I’m sure editors, publishers and cartoonists are rolling their eyes at my “revelation,” but SPX was the queerest comics show long before it was all the rage, and it remains queer and trans AF and what better to represent change and transformation than magical girls, magical boys, and magical enby. Identifying with “monsters” and finding out they are not so bad is a huge theme of today’s comics – including kids and YA.
And other changes – I was originally going to call this piece “From Adventure Time to Adventure Zone” to reflect the shift in focus. In olden days SPX was a job fair for Adventure Time and other magical adventure cartoons. With streaming in shambles, that pipeline seems to have dried up. Lockdowns led to pastimes which led to gaming and D&D and everyone is setting off into the forest with a party now.
Also, the Risograph Era may be over. I mentioned this to a few people and one of them confirmed that his Riso was broken and he can’t get parts – the technology was already obsolete and the machines can’t be serviced. Also, everyone starts out working digitally now, and digital printing is cheap and beautiful.
The Ignatzes were just as wonderful as ever, although with fewer winners in attendance, perhaps partly because of the switch from in person to online voting. This led to many more votes – more than 2000 – but also some unexpected winners, including comics published by Boom! (The Many Deaths of Laila Starr) and TKO (Djeliya by Juni Ba, one of the year’s best books for sure.) Other winners were SPX favorites, though, like Beatrix Urkowitz and Reimena Yee. And look, given the youth of indie comics, there is no way a book called “Pee Pee Poo Poo” was not going to win, just so everyone could say “pee pee poo poo” all night.

Data under study:
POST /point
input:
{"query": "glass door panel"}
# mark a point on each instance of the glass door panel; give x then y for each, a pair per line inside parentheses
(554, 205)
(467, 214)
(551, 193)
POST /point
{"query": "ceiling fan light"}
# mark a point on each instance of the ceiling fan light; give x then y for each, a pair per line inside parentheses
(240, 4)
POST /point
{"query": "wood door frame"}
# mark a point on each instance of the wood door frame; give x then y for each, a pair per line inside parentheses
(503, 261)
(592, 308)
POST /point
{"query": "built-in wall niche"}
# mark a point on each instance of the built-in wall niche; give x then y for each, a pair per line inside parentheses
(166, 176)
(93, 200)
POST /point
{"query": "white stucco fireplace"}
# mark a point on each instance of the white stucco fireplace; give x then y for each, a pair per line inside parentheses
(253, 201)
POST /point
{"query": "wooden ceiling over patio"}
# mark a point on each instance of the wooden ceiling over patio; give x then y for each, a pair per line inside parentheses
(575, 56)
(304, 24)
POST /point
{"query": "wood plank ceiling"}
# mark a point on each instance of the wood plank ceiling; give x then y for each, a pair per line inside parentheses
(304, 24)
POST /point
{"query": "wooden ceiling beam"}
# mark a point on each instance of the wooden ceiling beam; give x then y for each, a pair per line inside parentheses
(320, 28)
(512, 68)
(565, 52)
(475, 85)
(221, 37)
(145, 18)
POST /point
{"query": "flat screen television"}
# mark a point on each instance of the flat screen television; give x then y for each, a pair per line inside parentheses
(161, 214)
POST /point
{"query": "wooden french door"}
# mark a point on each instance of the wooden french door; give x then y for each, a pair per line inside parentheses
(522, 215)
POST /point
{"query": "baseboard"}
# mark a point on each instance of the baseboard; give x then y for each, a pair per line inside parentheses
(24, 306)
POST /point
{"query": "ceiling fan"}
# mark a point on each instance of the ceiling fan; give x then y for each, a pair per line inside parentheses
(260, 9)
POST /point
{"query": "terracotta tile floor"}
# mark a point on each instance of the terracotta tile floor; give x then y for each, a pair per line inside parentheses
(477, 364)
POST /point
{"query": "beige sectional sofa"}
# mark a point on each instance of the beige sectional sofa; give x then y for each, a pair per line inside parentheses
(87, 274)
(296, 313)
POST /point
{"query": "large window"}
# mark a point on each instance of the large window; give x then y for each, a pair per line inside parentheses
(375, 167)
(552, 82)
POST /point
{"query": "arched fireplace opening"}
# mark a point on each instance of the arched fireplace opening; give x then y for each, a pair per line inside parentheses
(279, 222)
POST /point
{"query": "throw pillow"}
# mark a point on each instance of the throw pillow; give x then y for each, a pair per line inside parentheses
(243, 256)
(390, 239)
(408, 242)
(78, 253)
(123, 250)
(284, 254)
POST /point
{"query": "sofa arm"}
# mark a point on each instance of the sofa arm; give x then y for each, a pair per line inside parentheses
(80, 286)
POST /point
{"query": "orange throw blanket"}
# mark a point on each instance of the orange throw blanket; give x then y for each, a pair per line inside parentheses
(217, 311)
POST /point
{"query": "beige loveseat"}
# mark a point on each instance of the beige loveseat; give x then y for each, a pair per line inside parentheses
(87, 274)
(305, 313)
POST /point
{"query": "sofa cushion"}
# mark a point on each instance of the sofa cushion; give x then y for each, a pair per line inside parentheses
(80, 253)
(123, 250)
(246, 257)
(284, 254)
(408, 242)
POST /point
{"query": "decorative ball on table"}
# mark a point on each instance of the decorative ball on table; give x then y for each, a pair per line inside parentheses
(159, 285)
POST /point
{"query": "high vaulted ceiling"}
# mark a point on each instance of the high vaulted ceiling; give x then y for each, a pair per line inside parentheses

Task directions:
Rewrite the text from the words "I’m sure editors, publishers" through the words "a party now.", changing each "SPX" to "the show". The data are separate from the text and are not used in the task.

Your solution:
I’m sure editors, publishers and cartoonists are rolling their eyes at my “revelation,” but the show was the queerest comics show long before it was all the rage, and it remains queer and trans AF and what better to represent change and transformation than magical girls, magical boys, and magical enby. Identifying with “monsters” and finding out they are not so bad is a huge theme of today’s comics – including kids and YA.
And other changes – I was originally going to call this piece “From Adventure Time to Adventure Zone” to reflect the shift in focus. In olden days the show was a job fair for Adventure Time and other magical adventure cartoons. With streaming in shambles, that pipeline seems to have dried up. Lockdowns led to pastimes which led to gaming and D&D and everyone is setting off into the forest with a party now.